### Supplied data
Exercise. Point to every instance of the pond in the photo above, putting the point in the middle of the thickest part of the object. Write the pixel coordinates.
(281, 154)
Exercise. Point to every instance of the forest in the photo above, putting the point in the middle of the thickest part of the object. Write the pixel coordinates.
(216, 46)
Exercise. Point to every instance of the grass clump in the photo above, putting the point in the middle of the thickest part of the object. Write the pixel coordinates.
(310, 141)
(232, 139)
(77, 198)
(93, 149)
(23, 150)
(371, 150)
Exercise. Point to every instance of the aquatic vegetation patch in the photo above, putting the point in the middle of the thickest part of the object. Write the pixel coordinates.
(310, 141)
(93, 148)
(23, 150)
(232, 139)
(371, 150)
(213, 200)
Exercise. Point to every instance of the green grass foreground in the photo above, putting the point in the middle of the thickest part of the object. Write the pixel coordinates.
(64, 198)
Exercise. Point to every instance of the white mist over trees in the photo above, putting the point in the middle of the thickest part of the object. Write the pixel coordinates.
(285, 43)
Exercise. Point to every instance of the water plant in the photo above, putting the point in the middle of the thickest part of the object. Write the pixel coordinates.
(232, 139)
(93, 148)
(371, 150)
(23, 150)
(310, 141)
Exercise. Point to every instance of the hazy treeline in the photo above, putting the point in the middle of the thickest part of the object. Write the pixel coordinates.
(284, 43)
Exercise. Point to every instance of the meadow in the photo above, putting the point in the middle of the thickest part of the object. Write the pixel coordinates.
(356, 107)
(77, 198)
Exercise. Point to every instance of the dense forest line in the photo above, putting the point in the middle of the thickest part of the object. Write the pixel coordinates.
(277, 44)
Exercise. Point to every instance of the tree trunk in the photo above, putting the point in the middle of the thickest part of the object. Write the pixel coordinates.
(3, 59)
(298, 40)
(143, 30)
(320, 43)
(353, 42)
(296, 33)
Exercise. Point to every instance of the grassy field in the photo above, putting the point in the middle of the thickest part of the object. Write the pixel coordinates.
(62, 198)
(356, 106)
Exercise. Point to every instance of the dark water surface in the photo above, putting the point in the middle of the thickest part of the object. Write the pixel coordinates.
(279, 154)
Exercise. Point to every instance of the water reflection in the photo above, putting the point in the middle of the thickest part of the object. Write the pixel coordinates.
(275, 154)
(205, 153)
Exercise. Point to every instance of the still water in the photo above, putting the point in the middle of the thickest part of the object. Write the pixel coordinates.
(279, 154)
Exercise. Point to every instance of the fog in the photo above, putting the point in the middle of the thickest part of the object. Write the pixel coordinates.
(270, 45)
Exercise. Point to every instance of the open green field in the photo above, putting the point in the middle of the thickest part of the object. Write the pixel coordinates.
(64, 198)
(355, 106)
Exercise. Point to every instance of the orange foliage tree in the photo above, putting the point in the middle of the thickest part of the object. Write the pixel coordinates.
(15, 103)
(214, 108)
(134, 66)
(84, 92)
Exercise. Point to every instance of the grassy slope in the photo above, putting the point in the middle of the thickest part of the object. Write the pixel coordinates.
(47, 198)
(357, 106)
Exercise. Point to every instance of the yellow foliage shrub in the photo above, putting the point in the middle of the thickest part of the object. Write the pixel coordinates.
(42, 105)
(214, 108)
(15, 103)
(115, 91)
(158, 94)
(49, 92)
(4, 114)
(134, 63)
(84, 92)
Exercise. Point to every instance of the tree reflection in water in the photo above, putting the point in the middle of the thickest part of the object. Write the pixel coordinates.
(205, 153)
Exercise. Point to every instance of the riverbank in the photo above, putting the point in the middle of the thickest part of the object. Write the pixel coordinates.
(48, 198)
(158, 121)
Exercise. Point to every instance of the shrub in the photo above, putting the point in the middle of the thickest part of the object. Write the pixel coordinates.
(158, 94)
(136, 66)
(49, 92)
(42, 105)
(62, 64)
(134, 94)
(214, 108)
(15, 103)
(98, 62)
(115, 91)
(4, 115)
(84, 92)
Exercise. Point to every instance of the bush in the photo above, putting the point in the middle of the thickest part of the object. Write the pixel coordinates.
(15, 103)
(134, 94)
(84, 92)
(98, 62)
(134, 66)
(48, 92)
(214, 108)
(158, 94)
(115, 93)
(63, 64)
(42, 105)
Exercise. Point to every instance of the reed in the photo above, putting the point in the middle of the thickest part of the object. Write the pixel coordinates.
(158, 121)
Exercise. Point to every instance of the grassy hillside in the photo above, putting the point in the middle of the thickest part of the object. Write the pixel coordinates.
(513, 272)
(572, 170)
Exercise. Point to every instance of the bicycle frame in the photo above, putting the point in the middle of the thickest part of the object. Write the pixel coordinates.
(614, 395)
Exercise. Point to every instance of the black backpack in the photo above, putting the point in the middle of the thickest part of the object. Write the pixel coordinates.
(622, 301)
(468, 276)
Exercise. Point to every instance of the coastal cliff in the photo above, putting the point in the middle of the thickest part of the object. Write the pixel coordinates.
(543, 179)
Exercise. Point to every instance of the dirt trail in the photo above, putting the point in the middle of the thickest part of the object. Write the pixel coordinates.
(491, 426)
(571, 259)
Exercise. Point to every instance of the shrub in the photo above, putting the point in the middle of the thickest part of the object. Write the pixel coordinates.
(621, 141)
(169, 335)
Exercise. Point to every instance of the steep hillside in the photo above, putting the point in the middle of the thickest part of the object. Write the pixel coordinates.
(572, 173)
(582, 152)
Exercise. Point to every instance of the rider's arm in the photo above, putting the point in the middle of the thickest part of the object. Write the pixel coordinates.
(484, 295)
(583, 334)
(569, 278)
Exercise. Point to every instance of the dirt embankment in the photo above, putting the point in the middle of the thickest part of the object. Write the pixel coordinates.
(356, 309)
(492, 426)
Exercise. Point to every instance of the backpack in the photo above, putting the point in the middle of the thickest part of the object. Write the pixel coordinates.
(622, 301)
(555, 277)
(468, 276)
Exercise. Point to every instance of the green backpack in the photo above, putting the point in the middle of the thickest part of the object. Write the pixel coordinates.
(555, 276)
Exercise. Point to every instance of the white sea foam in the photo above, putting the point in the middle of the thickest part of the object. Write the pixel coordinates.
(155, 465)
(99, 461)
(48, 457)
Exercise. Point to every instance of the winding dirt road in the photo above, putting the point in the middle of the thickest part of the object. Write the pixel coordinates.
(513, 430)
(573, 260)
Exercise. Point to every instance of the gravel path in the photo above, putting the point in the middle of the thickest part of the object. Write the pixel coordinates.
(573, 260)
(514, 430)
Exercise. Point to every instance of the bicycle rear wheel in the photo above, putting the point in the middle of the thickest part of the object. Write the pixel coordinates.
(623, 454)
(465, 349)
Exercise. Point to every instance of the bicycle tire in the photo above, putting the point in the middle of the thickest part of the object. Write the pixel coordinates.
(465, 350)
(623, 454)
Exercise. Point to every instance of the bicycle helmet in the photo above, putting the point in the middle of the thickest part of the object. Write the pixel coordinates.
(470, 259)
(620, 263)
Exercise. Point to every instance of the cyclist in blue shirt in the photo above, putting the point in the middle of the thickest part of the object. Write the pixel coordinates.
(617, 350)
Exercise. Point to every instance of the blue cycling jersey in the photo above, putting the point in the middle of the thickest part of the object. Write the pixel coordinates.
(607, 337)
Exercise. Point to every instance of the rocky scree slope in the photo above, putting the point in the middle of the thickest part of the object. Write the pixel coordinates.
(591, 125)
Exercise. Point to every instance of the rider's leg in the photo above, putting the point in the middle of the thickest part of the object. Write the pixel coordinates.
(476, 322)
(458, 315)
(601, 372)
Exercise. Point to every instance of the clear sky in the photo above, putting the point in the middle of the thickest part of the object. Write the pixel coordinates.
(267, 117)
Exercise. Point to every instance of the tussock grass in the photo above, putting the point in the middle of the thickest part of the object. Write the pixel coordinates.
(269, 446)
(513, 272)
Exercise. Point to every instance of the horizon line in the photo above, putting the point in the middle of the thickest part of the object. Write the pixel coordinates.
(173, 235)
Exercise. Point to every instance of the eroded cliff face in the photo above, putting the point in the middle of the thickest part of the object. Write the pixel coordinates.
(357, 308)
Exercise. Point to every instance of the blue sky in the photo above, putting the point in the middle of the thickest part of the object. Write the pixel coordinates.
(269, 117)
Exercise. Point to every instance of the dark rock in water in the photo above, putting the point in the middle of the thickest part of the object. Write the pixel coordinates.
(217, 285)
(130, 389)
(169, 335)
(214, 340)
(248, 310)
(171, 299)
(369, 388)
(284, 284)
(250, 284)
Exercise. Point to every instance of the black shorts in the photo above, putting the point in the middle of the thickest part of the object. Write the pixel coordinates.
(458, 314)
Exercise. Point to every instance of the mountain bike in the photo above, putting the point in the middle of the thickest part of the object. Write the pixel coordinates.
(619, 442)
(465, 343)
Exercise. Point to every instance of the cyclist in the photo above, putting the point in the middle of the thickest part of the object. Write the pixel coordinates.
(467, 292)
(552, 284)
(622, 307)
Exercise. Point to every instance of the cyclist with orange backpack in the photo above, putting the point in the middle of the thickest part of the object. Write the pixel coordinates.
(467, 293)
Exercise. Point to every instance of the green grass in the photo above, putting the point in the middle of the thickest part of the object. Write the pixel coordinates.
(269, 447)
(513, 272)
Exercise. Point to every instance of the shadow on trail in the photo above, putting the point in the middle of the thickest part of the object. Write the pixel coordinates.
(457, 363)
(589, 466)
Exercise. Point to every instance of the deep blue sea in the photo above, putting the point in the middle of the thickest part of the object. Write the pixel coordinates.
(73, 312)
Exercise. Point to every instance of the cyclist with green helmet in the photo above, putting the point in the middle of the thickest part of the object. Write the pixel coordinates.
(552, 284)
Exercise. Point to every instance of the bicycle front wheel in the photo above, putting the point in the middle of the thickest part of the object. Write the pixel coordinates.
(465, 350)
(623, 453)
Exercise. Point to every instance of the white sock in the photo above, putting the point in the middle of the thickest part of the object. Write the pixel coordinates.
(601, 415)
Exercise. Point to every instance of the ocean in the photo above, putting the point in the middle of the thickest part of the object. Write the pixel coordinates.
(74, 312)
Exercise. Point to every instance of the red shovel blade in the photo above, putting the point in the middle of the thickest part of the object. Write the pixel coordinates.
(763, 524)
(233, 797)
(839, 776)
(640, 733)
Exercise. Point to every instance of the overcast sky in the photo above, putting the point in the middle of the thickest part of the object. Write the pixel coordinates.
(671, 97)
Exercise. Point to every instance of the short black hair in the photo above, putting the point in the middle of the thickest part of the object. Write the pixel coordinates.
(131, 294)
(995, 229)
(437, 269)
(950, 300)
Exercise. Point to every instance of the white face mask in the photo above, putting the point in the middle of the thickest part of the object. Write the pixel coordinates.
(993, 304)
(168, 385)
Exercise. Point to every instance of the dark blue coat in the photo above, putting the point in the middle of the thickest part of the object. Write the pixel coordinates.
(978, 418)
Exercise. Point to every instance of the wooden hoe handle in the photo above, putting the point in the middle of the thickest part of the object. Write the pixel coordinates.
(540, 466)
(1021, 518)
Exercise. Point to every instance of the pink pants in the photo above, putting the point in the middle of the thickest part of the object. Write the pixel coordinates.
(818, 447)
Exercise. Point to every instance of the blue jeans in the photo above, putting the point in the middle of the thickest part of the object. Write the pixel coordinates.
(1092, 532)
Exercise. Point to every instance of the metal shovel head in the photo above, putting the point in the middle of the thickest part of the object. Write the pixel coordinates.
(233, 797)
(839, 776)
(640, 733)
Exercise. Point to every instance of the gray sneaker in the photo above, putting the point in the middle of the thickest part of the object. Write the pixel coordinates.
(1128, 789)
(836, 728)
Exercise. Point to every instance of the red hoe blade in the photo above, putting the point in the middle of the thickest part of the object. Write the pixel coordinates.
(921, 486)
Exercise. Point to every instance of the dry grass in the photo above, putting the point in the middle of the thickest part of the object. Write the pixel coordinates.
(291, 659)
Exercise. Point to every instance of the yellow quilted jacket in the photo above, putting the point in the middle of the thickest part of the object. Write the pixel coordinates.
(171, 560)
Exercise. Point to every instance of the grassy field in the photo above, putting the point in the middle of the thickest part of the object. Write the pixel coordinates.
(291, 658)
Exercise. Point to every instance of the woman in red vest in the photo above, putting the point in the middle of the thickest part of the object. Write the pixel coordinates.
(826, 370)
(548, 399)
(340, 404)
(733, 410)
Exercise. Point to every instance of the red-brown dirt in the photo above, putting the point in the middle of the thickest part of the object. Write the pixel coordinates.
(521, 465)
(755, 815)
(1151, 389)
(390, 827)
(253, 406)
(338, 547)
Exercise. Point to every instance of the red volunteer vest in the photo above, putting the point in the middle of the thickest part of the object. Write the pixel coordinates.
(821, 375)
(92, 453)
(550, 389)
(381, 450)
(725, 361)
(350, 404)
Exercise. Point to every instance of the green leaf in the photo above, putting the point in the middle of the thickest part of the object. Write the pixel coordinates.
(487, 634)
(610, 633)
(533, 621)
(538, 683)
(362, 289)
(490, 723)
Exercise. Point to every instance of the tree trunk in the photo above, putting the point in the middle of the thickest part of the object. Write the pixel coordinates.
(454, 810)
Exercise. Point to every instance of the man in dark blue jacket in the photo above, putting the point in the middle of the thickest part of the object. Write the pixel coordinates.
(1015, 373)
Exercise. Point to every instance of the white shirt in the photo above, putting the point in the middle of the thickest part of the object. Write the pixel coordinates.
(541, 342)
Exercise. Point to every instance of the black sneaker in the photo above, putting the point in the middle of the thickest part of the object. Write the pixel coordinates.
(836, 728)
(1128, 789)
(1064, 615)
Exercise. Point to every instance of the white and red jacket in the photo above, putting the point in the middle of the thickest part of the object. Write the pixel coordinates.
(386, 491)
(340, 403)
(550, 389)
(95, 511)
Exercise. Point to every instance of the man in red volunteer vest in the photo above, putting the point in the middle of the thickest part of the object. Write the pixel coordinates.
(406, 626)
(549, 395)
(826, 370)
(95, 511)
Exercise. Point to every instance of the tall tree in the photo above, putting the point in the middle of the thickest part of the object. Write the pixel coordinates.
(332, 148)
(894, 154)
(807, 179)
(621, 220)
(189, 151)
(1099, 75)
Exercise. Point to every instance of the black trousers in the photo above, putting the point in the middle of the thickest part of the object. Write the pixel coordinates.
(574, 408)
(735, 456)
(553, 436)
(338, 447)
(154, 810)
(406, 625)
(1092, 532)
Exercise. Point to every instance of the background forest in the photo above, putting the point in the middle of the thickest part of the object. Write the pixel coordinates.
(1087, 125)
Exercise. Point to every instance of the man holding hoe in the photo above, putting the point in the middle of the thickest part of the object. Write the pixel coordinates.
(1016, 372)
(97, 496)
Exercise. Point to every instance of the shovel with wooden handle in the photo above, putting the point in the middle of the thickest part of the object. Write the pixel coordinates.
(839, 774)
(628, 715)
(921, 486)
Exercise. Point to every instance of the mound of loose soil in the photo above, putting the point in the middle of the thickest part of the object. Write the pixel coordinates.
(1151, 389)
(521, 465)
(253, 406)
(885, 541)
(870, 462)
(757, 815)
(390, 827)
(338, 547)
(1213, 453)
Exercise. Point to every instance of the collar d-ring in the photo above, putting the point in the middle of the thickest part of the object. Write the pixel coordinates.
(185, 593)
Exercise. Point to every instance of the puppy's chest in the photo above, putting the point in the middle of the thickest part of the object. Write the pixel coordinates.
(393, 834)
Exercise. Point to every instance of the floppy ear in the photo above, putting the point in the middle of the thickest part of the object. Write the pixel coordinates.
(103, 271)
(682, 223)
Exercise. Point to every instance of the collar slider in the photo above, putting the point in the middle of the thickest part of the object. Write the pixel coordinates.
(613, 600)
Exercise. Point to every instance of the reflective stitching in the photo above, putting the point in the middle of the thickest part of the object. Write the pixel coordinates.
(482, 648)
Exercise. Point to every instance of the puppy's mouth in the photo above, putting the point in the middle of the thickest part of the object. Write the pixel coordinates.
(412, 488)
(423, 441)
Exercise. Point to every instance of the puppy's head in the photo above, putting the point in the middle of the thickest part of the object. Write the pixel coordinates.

### The request
From the line that contains "Exercise. Point to every instance of the shovel" to the last line of the material above, repeat every line exactly, keeping both the first and the last.

### Correct output
Exercise. Point to every instance of the shovel with wooden handle in the photo above, putting the point in the middle of the thickest part of the object. Write the pixel coordinates.
(839, 774)
(628, 715)
(921, 486)
Exercise. Point to every instance of the mound of loose soil in the photo above, putting the point in the middle of the thickest part of the object. Write the pixel coordinates.
(1151, 389)
(521, 465)
(253, 406)
(885, 541)
(870, 462)
(757, 815)
(390, 827)
(338, 547)
(1213, 453)
Exercise. Point to every instance of the collar d-ring in the photo above, putting the point in the middle of the thickest part of the object. Write the pixel coordinates.
(185, 593)
Exercise. Point to every instance of the puppy's chest in the photo above, putting the point in the middle of the thickest part of the object. Write the pixel coordinates.
(393, 834)
Exercise. Point to every instance of the floppy ear in the photo above, putting the point in the middle of the thickest part of the object. Write the pixel coordinates.
(103, 271)
(682, 223)
Exercise. Point to every instance of the collar slider in the photo above, putting the point in the middle of the thickest part of the object. Write the pixel coordinates.
(613, 600)
Exercise. Point to every instance of the reflective stitching in the photo above, putting the point in the middle of the thickest part of the object. Write the pixel coordinates.
(482, 648)
Exercise. Point to every instance of the puppy's mouth in the photo above, putting the point in the middle of the thickest part of the object. Write the pixel coordinates.
(412, 488)
(423, 441)
Exercise. Point to every instance of the puppy's head in the photo above, putting the point in the middle of the thickest part of the object. Write the pixel coordinates.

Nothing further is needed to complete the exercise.